═══ DATA FOR PROCESSING ═══

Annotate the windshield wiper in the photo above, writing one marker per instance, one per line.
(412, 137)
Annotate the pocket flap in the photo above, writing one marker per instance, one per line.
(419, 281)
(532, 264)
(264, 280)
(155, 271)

═══

GOAL: Print all of the rows above again verbatim, keeping their original order.

WRITTEN ANSWER:
Annotate the windshield wiper in the photo above, writing one marker per instance, one per line.
(412, 137)
Annotate the pocket flap in the photo above, writing one marker per instance, one per line.
(419, 281)
(532, 264)
(264, 280)
(155, 271)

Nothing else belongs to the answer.